** Passage to read follows **

Showing posts with label organizer. Show all posts
Showing posts with label organizer. Show all posts

Thursday, January 13, 2022

Interview: Faye Lim

two dancers, one wearing a white full-body suit and the other a black one, supporting a small child with their feet
Faye's son supported by dancers in a work by Rolypoly Family,
image by Larry Toh Photography
Faye Lim is a dancer and movement-maker.  She is a mother, an educator, and an advocate for parenting artists. Her choreography and direction have been presented in public spaces, stages, and galleries in Singapore and internationally. As co-director of Derring-Do Dance, she makes body-based artworks and programs through Movement Arts and Rolypoly Family for diverse children and their families. Her training and experience span the fields of the arts, education, non-profit impact research and sexuality education consulting. At the start of the COVID-19 pandemic, Faye began working with a team of cultural producers to initiate  Parenting Artists SG, an online forum for discussing how the Singapore arts scene can be a more supportive environment for artists raising children.



This interview is part of a creative exchange between Cultural ReProducers and the artist-run gallery CommaSpace in Singapore.  It began during a residency where connecting with fellow artists meant meeting online because of the pandemic. Given these circumstances it felt especially lucky to meet Faye in person to connect over our mutual creative interests, and we followed up remotely once I returned to the United States.  (Christa Donner for Cultural ReProducers)

** End of Passage to read **
** Given data follows **

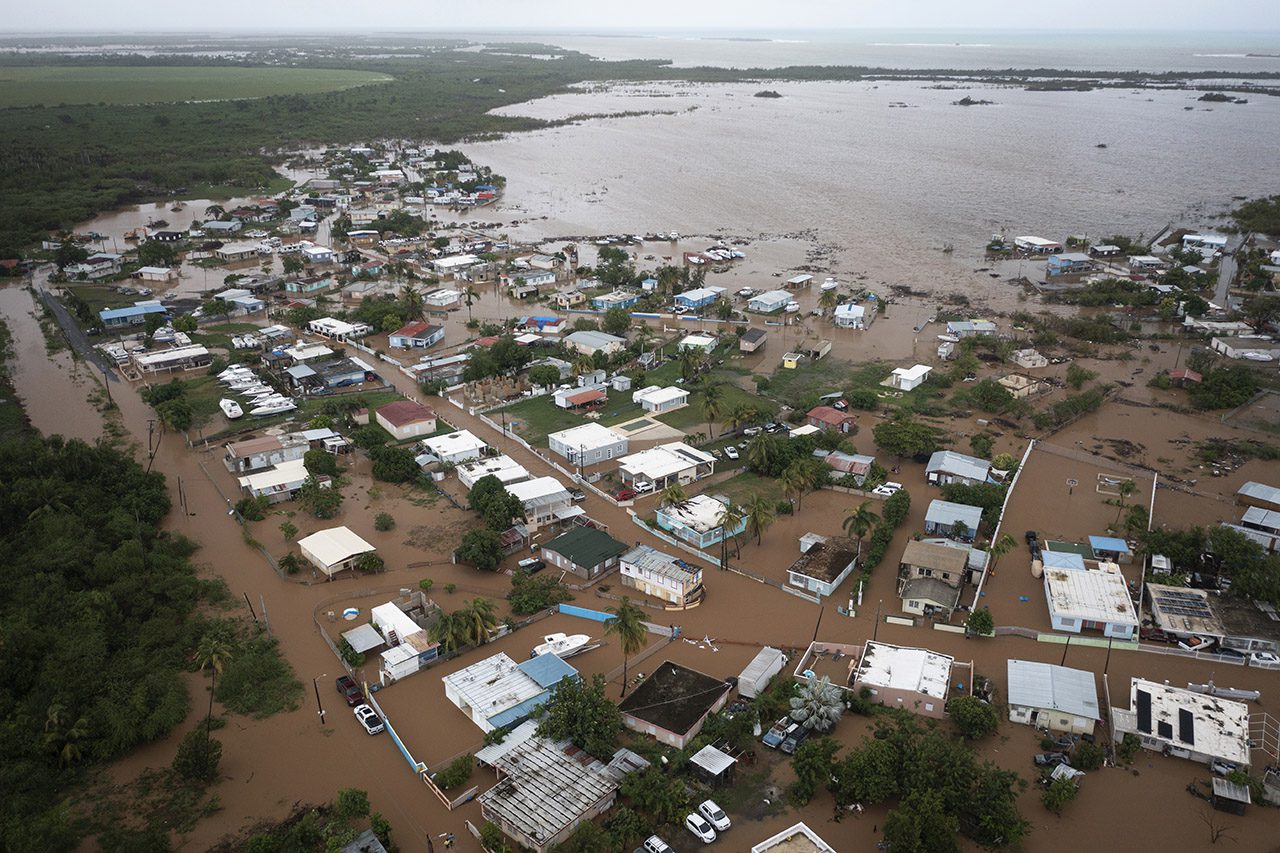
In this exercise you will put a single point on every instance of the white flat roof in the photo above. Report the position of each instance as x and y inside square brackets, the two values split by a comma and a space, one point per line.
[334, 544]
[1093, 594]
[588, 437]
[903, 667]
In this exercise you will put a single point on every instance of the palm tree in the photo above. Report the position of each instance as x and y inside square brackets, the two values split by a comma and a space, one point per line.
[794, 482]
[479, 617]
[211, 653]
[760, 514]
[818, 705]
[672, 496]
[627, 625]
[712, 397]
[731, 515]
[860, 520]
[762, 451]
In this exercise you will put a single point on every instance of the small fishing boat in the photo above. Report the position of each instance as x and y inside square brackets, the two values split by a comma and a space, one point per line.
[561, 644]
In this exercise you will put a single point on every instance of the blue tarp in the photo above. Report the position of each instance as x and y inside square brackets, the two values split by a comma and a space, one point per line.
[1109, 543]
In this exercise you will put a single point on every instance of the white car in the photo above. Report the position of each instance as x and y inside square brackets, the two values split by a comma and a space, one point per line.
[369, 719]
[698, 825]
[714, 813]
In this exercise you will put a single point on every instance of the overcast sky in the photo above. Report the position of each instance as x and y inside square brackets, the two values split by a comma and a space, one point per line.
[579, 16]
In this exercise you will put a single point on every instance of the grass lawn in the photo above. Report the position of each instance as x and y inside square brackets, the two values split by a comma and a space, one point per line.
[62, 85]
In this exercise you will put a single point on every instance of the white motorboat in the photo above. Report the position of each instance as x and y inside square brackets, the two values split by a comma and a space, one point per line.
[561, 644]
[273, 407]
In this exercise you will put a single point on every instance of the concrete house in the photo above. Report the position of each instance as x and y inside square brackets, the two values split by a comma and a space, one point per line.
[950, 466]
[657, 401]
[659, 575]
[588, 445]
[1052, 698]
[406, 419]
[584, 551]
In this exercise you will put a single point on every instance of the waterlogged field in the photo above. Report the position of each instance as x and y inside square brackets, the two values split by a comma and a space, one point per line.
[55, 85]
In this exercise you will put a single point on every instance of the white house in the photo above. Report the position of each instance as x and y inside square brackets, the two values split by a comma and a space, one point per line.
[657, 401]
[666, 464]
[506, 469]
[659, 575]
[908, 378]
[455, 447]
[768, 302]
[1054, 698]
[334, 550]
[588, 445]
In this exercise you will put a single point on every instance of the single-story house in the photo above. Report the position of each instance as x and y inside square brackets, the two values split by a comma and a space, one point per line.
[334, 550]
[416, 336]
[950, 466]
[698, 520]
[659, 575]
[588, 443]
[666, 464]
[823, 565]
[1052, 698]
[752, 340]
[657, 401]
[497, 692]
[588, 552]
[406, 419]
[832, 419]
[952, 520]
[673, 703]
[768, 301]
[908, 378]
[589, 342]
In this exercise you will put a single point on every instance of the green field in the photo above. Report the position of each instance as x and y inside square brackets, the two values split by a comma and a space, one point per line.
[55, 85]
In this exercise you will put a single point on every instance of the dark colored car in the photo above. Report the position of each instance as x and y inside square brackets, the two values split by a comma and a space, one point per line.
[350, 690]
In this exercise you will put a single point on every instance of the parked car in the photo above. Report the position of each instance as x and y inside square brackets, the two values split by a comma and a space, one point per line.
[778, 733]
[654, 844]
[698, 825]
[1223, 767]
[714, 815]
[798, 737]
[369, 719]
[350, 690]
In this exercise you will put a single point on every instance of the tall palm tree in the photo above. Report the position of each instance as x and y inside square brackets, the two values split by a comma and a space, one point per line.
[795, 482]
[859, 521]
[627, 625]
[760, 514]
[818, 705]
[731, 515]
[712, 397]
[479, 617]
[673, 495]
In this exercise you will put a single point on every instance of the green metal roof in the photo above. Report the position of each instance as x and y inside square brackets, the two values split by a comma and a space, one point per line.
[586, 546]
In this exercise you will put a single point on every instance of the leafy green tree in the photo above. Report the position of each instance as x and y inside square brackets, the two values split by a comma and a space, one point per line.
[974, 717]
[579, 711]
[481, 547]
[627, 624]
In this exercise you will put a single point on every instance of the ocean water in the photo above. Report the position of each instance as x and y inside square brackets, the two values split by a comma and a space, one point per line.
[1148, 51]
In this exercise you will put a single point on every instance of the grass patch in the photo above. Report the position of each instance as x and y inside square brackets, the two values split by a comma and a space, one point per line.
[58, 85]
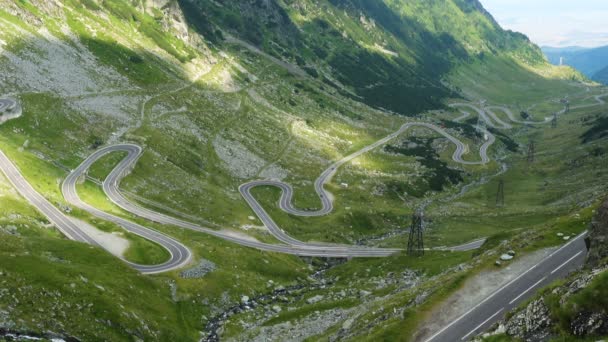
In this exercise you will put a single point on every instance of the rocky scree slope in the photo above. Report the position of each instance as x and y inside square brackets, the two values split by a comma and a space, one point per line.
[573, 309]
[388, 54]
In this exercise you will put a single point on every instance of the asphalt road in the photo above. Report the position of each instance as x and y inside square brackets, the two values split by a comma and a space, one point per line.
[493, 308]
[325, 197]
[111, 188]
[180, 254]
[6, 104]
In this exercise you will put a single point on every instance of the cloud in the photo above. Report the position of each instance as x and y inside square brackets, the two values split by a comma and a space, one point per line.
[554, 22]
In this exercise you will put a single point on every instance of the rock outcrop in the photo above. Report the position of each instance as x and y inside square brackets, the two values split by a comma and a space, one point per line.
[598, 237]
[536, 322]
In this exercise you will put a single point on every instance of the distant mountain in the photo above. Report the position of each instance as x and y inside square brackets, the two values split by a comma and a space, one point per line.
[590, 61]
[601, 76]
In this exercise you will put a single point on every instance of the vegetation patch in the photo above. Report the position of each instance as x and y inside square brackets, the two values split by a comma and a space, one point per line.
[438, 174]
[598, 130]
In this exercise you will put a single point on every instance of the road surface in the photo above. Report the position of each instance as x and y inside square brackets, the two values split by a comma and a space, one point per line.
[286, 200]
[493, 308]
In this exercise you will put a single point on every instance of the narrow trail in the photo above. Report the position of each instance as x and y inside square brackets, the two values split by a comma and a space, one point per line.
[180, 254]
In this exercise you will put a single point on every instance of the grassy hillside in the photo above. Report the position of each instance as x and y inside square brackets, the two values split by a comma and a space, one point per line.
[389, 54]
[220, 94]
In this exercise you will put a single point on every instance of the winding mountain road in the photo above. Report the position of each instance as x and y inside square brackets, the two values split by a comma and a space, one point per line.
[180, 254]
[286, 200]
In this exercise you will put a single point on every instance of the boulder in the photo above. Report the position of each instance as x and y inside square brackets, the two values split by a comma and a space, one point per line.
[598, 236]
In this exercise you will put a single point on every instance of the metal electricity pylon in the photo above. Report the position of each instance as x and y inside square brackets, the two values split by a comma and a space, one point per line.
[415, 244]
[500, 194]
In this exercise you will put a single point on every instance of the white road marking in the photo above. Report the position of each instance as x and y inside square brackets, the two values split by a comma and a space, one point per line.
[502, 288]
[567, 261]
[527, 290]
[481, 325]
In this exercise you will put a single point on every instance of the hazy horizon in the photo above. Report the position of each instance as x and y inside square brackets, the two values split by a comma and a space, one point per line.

** End of Given data **
** Given data follows **

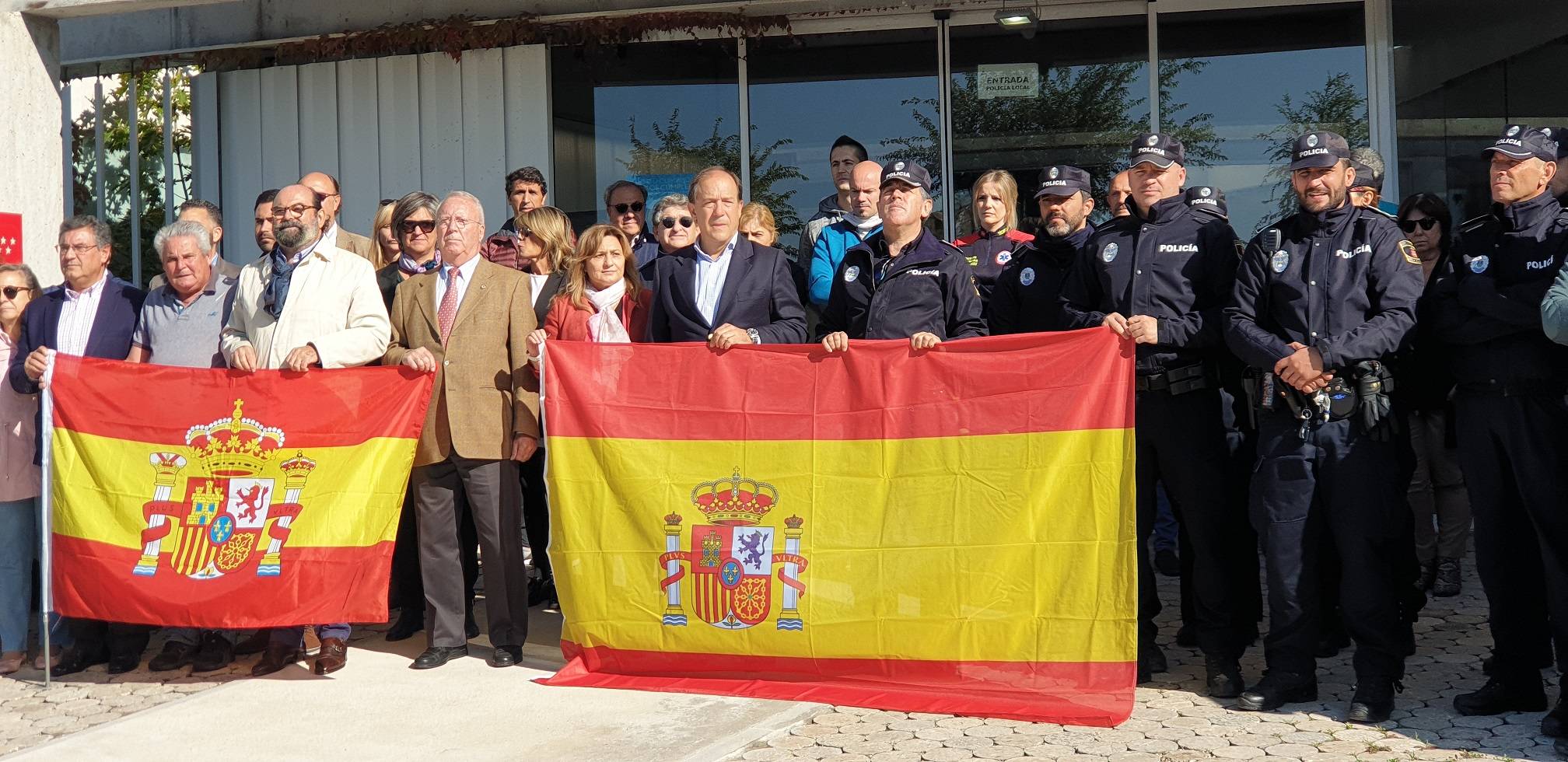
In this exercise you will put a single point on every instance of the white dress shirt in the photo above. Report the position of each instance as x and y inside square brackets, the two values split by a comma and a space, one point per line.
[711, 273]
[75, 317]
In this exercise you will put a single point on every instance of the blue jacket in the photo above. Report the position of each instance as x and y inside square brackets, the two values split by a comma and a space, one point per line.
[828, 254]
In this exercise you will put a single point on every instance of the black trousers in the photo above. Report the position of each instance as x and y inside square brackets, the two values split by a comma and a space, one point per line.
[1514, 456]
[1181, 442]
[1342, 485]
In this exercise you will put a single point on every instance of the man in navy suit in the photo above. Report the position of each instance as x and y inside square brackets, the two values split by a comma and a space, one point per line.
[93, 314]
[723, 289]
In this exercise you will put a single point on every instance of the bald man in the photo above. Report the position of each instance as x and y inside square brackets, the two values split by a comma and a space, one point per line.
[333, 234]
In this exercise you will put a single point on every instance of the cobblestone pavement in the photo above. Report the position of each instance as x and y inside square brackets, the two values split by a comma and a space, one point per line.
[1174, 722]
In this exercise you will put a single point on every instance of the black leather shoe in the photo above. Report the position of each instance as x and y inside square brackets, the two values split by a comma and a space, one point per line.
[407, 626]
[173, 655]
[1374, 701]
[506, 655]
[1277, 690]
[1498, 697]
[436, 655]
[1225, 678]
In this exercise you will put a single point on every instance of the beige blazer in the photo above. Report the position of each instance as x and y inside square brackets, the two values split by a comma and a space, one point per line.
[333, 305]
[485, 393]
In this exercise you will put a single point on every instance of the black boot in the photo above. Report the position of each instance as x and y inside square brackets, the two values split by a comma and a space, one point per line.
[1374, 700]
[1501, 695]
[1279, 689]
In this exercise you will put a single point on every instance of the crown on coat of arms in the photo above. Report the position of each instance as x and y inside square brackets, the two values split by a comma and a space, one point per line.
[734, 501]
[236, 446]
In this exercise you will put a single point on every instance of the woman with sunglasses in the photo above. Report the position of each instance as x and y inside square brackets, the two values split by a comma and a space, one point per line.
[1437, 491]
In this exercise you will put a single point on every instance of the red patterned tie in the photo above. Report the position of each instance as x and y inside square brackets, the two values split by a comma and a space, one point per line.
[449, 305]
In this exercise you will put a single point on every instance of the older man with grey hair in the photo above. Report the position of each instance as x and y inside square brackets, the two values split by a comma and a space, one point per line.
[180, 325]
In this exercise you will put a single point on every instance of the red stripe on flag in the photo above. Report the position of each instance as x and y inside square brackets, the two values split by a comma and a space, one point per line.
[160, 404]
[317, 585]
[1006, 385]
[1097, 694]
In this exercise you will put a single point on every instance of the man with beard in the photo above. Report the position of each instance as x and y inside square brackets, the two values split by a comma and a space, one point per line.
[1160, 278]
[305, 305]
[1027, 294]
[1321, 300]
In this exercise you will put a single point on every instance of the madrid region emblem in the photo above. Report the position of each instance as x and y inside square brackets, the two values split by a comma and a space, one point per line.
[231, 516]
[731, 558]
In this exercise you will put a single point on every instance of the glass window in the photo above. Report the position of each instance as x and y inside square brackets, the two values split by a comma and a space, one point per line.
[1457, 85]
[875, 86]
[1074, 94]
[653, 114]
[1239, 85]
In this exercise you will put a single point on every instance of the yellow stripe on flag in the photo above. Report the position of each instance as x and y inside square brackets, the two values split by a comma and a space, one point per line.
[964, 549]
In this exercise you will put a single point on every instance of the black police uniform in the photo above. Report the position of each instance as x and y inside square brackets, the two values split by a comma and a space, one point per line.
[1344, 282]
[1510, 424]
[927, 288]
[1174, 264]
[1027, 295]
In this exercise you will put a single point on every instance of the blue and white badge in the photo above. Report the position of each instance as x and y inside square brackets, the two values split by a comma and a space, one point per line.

** End of Given data **

▶ _Work order 1_
Which fields does the Faye Lim interview say her training and experience span? List each one.
▶ _Work order 2_
Continue the Faye Lim interview from its last sentence.

▶ _Task result 1_
- the arts
- education
- non-profit impact research
- sexuality education consulting

▶ _Task result 2_
Cultural ReProducers:
How old is your child now? How would you describe him?

Faye Lim: He is going on seven. It’s funny - recently my word for describing him has been “perfect.” I’d been thinking about it, and this word just kept coming up. Clearly not everything goes according to plan, but all the areas that he's growing in, learning in, figuring out, struggling - everything just feels like it makes perfect sense with who he is.

CR: What has changed in your creative process after becoming a parent, and what has stayed the same?

Faye:
I think what's been constant is my practice in movement improvisation, as well as studying and experiencing what freedom and the sense of liberation are like. I’ve always been quite topsy turvy in the way I choreograph and make dances, and having a child has enriched that approach and the sensation of disorienting and orienting again.

I experience dance differently now, after becoming a parent. Time and space and energy-wise, certain restrictions closing in on me. But moving around with him, improvising with him helped me to…play, I suppose, with that feeling of time and space closing in. I've been getting really a lot more curious and paying a lot more attention to how children and different caregivers move and work with their bodies. I mean, when I think about movement improvisation, dance improvisation - I also think about the autonomy and self-determination there and then. Like, how do children experience that? How do they experience their bodily autonomy around their caregiver - around adults, in different settings?

image by Kavitha Krishnan, courtesy of Rolypoly Family
CR: How did motherhood change your relationship to the artistic community here in Singapore?

Faye: My practice now includes working with children in a committed way. And also because of the attention I've put on advocating for artists with caregiving responsibilities [through Parenting Artists SG], I have started to work with artists I didn't used to have interactions with. Some of them have become very important and supportive peers for me, and I hope me for them also.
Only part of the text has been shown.